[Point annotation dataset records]
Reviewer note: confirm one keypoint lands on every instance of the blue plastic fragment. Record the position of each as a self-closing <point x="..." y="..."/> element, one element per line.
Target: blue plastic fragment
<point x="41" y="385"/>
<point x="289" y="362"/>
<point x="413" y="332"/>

The request =
Repeat the lines above exactly.

Task result =
Reviewer note: confirm one keypoint lands on every instance of the blue plastic fragment. Record the position of each as a self-closing <point x="..." y="..."/> element, one element per line.
Target: blue plastic fragment
<point x="41" y="385"/>
<point x="289" y="362"/>
<point x="413" y="332"/>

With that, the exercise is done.